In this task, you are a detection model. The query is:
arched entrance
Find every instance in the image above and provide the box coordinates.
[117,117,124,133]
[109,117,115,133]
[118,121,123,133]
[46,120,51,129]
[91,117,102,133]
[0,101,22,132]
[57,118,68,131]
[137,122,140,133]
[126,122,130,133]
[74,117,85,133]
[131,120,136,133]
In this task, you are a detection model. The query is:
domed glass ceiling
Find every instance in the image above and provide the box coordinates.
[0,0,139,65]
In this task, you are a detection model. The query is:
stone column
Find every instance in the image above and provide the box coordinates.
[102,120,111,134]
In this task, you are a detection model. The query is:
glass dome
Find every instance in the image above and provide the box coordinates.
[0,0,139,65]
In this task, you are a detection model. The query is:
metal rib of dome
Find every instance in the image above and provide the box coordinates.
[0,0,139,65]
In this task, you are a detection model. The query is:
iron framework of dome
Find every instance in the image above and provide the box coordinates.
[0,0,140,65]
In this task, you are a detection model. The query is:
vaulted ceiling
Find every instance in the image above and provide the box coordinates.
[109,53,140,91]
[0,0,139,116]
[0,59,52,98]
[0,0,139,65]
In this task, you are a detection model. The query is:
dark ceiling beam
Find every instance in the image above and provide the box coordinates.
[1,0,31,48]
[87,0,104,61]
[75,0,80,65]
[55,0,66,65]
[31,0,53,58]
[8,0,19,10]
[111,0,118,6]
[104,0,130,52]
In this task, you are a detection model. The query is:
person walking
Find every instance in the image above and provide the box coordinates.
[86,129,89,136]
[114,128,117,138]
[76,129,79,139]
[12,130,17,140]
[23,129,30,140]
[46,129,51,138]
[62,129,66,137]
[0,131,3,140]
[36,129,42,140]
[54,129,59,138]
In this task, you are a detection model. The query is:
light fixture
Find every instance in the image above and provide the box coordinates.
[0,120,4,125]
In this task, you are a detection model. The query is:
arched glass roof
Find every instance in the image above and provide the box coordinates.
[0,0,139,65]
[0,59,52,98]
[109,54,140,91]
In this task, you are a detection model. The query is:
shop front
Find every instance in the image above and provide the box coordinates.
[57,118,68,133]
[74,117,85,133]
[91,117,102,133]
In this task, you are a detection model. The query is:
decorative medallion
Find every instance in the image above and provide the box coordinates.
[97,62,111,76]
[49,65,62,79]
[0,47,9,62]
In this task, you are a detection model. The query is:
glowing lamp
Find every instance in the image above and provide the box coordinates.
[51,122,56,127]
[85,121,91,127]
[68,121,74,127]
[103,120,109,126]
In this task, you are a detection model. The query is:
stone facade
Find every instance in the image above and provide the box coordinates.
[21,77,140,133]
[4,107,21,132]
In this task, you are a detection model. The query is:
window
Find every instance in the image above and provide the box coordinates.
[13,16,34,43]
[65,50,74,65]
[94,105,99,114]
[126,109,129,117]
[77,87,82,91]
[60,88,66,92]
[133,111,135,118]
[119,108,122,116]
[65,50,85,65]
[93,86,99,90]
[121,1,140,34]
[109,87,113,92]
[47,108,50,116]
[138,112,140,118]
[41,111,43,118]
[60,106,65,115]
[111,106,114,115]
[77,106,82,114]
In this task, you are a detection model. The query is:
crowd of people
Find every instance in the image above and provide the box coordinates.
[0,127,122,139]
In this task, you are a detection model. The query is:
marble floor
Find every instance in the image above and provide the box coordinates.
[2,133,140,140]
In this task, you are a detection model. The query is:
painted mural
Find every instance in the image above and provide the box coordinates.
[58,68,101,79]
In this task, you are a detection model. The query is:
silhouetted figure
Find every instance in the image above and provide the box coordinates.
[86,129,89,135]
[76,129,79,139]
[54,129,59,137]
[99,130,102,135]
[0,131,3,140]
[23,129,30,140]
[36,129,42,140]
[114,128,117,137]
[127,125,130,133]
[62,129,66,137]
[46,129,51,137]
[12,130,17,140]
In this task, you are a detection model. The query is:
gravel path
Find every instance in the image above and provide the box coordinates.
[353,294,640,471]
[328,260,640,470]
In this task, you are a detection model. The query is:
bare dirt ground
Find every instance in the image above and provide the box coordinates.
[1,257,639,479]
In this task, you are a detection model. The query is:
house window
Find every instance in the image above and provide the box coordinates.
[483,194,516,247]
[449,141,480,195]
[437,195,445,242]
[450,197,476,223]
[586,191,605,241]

═══

Without leaving anything out, give the entries again exactly.

In this task, you are a detection model. The query is:
arched entrance
Find every instance in the image above and provide the box coordinates.
[117,117,124,133]
[109,117,115,133]
[118,121,123,133]
[46,120,51,129]
[91,117,102,133]
[0,101,22,132]
[57,118,68,131]
[137,122,140,133]
[126,122,130,133]
[74,117,85,133]
[131,120,136,133]
In this task, you are a detection model. The query is:
domed glass ceiling
Find every instance in the image above and provide the box coordinates.
[0,0,139,65]
In this task, you are a detection model. The query is:
stone column
Find every instance in the image above and provide the box coordinates.
[102,120,111,134]
In this task, you are a detection model. The query is:
glass dome
Find every instance in the image above and provide the box coordinates.
[0,0,139,65]
In this task, you are a detection model. The query is:
metal rib of dome
Find every instance in the image above and provide the box coordinates.
[0,0,139,65]
In this task, you are a detection model. The query is:
iron framework of dome
Find every instance in the image above and provide the box coordinates.
[0,0,140,65]
In this task, you are a detection model. The query is:
vaulted ceiling
Find every instance in the image above and provide the box coordinates.
[109,53,140,91]
[0,0,139,116]
[0,59,52,98]
[0,0,139,65]
In this task, you are a detection model. The query is:
dark ceiling beam
Find every instance in the image above and provide the box coordinates.
[1,0,31,48]
[87,0,104,61]
[75,0,80,65]
[55,0,66,65]
[31,0,53,58]
[8,0,19,10]
[111,0,118,6]
[104,0,130,52]
In this task, you are a detection model. The query is:
person walking
Find every instance in the image above and provide the box coordinates.
[86,129,89,136]
[114,128,117,138]
[76,129,79,139]
[12,130,17,140]
[23,129,30,140]
[46,129,51,138]
[62,129,66,137]
[0,131,3,140]
[36,129,42,140]
[54,129,59,138]
In this task, you are a detection model. The query is:
light fixture
Find every instance in the image above and provide the box coordinates.
[0,120,4,125]
In this task, you are a detection model. The query is:
arched glass roof
Find every instance in the image above and provide the box coordinates.
[0,0,139,65]
[0,59,52,98]
[109,54,140,91]
In this task, you are a detection model. The query is:
shop front
Find every instance in the image above and provide the box coordinates.
[57,118,68,133]
[74,117,85,133]
[91,117,102,133]
In this task, you are a detection model. The query is:
decorative medallion
Find every instance in the image above and provide the box coordinates.
[97,62,111,76]
[49,65,62,79]
[0,47,9,62]
In this task, you are a detection model. The query is:
glowing lamp
Find every instance in the image above and provide the box coordinates.
[51,122,56,127]
[85,121,91,127]
[68,121,74,127]
[103,120,109,126]
In this task, you are a detection model. The query is:
stone facade
Find every instance in the image above and provide the box coordinates.
[21,77,140,133]
[4,107,21,132]
In this task, you are a detection model. The query is:
window
Find every instance in the image above and provide the box coordinates.
[13,16,34,43]
[65,50,74,65]
[94,105,99,114]
[126,109,129,117]
[77,87,82,91]
[60,88,66,92]
[133,111,135,118]
[119,108,122,116]
[65,50,85,65]
[93,86,99,90]
[121,1,140,34]
[109,87,113,92]
[47,108,50,116]
[138,112,140,118]
[41,111,43,118]
[60,106,65,115]
[111,106,114,115]
[77,106,82,114]
In this task, you are a detection model. The query is:
crowd of people
Find every instance in the image above and provide the box coordinates.
[0,127,122,139]
In this task, you are a detection model. The query is:
marble floor
Find every instance in the image above and provide the box coordinates.
[2,133,140,140]
In this task, you are a detection model. The query is:
painted mural
Find every instance in the image above and provide the box coordinates.
[58,68,101,79]
In this task, you are a detection model. The query is:
silhouetted figure
Find every instance in the image above and provide the box coordinates.
[86,129,89,135]
[76,129,79,139]
[54,129,59,137]
[99,130,102,135]
[0,131,3,140]
[23,129,30,140]
[36,129,42,140]
[114,128,117,137]
[127,125,130,133]
[62,129,66,137]
[46,129,51,137]
[12,130,17,140]
In this task, you are a detection model. The query is:
gravel path
Find every instance in the image above and provide the box coordinates.
[353,294,640,471]
[328,260,640,470]
In this task, you are a detection model. The query is:
bare dirt ground
Find every instance in the image above and provide the box coordinates.
[1,257,639,479]
In this task, you are a detection model. The query is:
house window
Find every instance in the image above and provide the box coordinates.
[483,194,516,247]
[449,141,480,195]
[437,195,445,242]
[450,197,476,223]
[586,191,605,241]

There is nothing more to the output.